**TASK TO COMPLETE**
Copy every line of the records below without changing anything, but leave out the pictures.

══════════════════════════════

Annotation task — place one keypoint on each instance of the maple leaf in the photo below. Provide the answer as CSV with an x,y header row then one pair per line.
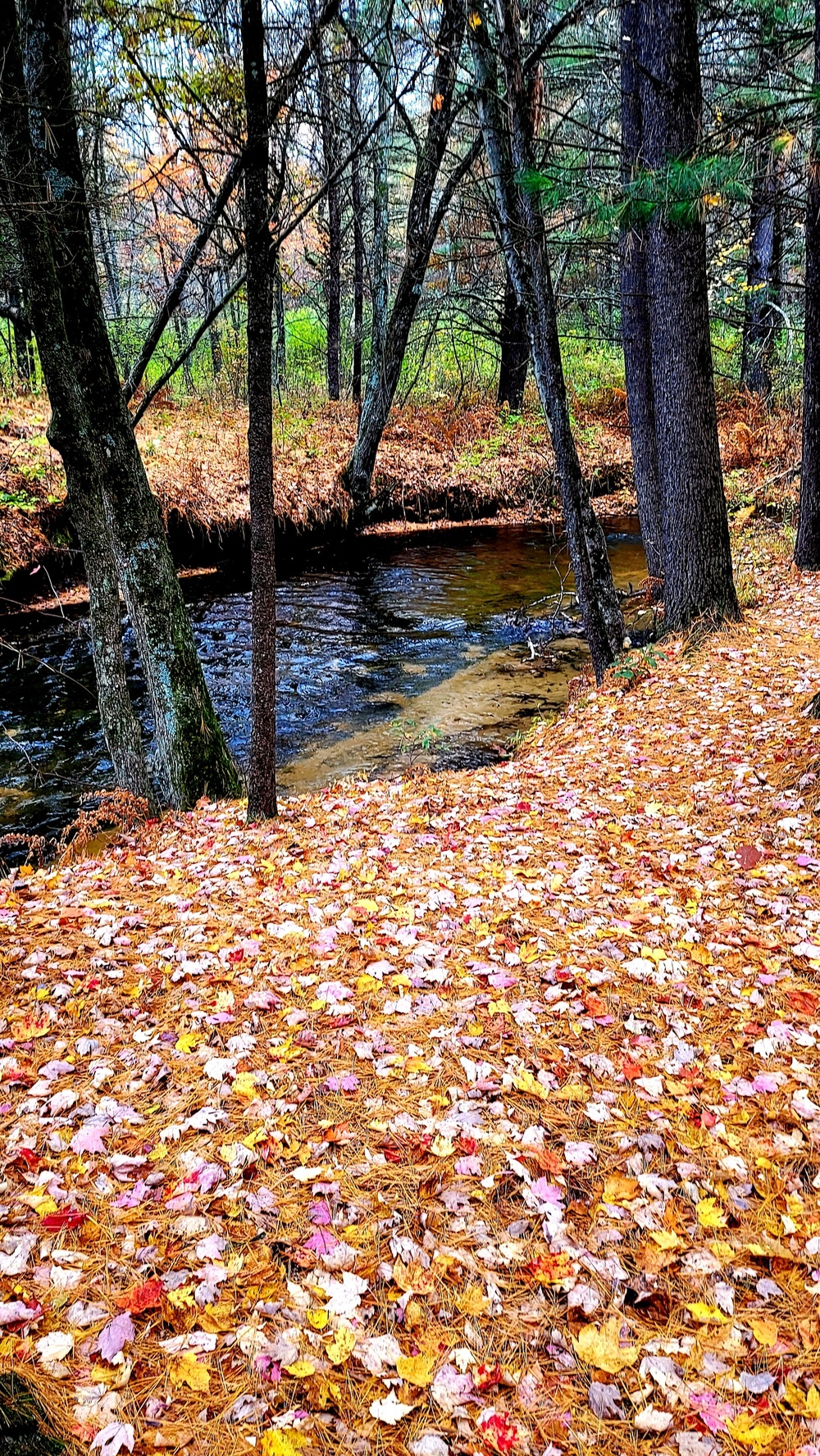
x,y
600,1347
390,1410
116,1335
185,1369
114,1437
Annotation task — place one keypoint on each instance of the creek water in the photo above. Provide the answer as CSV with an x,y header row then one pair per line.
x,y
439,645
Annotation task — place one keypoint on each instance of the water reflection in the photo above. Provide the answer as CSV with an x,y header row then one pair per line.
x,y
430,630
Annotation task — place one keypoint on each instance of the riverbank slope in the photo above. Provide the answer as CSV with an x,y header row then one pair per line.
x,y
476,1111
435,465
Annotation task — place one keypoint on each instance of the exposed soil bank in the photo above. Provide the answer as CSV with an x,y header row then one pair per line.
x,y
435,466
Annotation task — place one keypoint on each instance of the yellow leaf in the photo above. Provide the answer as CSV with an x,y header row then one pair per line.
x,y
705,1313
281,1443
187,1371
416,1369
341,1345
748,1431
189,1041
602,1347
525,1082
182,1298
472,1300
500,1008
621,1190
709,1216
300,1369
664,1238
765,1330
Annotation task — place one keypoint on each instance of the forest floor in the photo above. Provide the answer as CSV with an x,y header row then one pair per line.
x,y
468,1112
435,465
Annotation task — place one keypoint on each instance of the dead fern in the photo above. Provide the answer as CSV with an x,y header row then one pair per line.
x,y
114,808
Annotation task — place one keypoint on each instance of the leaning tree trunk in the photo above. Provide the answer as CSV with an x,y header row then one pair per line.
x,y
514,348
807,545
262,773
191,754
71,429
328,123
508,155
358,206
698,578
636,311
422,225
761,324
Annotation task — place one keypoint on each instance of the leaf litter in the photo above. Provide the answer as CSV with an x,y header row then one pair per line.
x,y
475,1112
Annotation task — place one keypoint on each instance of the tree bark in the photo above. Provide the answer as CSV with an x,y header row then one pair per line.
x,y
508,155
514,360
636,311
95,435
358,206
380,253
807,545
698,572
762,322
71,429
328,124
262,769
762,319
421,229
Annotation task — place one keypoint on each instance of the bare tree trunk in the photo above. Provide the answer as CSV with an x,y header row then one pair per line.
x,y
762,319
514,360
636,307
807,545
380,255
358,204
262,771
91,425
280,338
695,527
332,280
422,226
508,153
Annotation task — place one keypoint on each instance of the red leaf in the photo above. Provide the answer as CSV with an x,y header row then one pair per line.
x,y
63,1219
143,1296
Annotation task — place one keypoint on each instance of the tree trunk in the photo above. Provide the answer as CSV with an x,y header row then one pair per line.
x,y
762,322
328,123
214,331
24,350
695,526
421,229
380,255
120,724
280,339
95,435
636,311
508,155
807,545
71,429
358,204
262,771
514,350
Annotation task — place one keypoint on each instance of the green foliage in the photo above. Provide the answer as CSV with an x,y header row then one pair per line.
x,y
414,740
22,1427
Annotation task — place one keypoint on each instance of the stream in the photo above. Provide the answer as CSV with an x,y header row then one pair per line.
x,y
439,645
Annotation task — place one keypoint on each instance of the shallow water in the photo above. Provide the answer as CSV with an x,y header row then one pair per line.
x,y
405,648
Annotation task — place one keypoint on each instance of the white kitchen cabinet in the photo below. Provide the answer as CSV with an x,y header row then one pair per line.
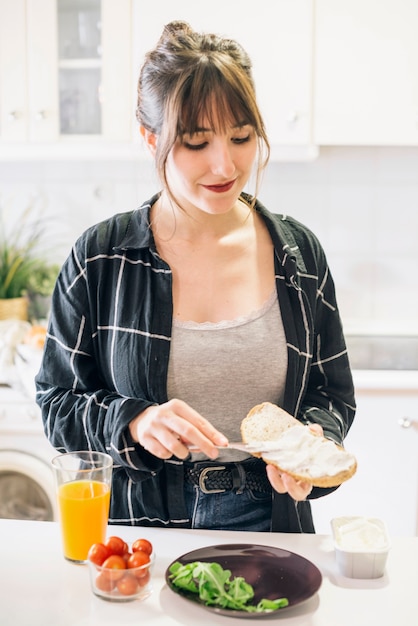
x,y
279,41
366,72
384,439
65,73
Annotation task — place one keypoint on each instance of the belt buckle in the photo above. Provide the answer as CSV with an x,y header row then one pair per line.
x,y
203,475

══════════════════════════════

**RESPONSE**
Annotation task — place one keypoint on each instance of the maple leaf in the photo below. Provide the answer as CSV with an x,y header row then one pair per line.
x,y
600,1347
390,1410
116,1335
185,1369
114,1437
Annotation task — place one keypoint on each instance of the creek water in the photo above. Provide the answer as CSV with an x,y header row then one pair per line.
x,y
439,645
Annotation task — place one keypoint on each instance of the water reflection in the photo above. Provide the answer as CSV with an x,y header row then one pair per line.
x,y
430,630
Annotation task — place one keypoint on each instance of the riverbank slope in the photo above. Provide the answer as CSV with an x,y header row then one pair per line.
x,y
476,1111
435,465
Annotation task — place one keypoint on each instance of the exposed soil bank in the photo above. Provide the answer as CSV with an x,y header row then one pair per line.
x,y
435,466
Annotation task — place one keypoint on each instance of the yellow leaf in the photo above. Provide the answer as CSV with an x,y header row then one pair per line.
x,y
705,1313
281,1443
187,1371
416,1369
341,1345
748,1431
189,1041
602,1347
525,1082
182,1298
472,1300
500,1008
621,1190
709,1216
300,1369
664,1238
765,1330
Annotation task — place one keypoint on each instance of the forest floor in the photo above. Provide the answer as CSV with an x,y header row then one pair per line.
x,y
468,1112
435,465
Annotation task — place one keypoint on each instance of the dead fern in the photo above. Provide the answer as CSV with an x,y header row then one pair per line.
x,y
114,808
Annotation task — place one keypoint on each instance of the leaning tree trunk in the photo above. Provide the answer as CSV with an x,y header row then one pair per line.
x,y
514,348
807,545
262,773
191,754
71,429
328,123
508,155
358,206
698,578
636,311
422,225
761,324
Annotation task — place one keypoint on each instance of the leaf litter in the photo above. Provide the answer as CSV with an x,y header row then one pair per line.
x,y
475,1112
Annotation task — place one keypoint on each instance of the tree bark in the photo above. Provide the answer as CSV with an x,y header row then one pair per line.
x,y
508,155
514,360
636,311
95,435
358,206
380,253
807,545
698,572
762,322
71,429
328,124
262,769
762,319
421,229
Annotation task — place one keypoint on each instance of the bare tree trunk in the photo above. Provide the answer as CSV with an x,y header row then one pair per line.
x,y
762,319
514,360
636,307
807,545
380,255
358,204
262,771
91,425
280,338
695,527
332,280
422,226
508,153
Annotation task — place one keypoint on each instance of the red leaf in the photo above. Provide the answer as CSV with an x,y header row then one pair per line.
x,y
63,1219
143,1296
Annotation task — place one keypoint on each instance of the tree trunk in the photo above. Provide the answer as CSV with an x,y header row then one pair per line.
x,y
762,322
328,123
214,331
24,350
695,526
421,229
380,255
120,724
280,339
95,435
636,311
508,155
807,545
71,429
358,204
262,771
514,350
Annotation task — place one keypoint on each instance of the green foliage in the photo above. Provide the answer as CSV with an x,y header row then one pair per line.
x,y
414,740
22,1427
Annotation task — place one keypoint on each instance of the stream in the photo above. Provide the answer as CSV with an x,y header row then one pair per line.
x,y
439,645
Annotation task — place one keypoint on each instance of the shallow water in the photo above. Provide the answer as CSV with an x,y header row then one pair per line.
x,y
405,648
Annotation task — place one keypoint on each instance of the white kitchen cabinet in the photo below. Provide the answer as CSV with an x,y header row then one pair per line.
x,y
279,41
366,72
384,439
65,73
Annotation task — place one keypoint on each instance of the belt buckle in the photo above. Provide the answer as CSV with an x,y header row then one pair per line.
x,y
203,475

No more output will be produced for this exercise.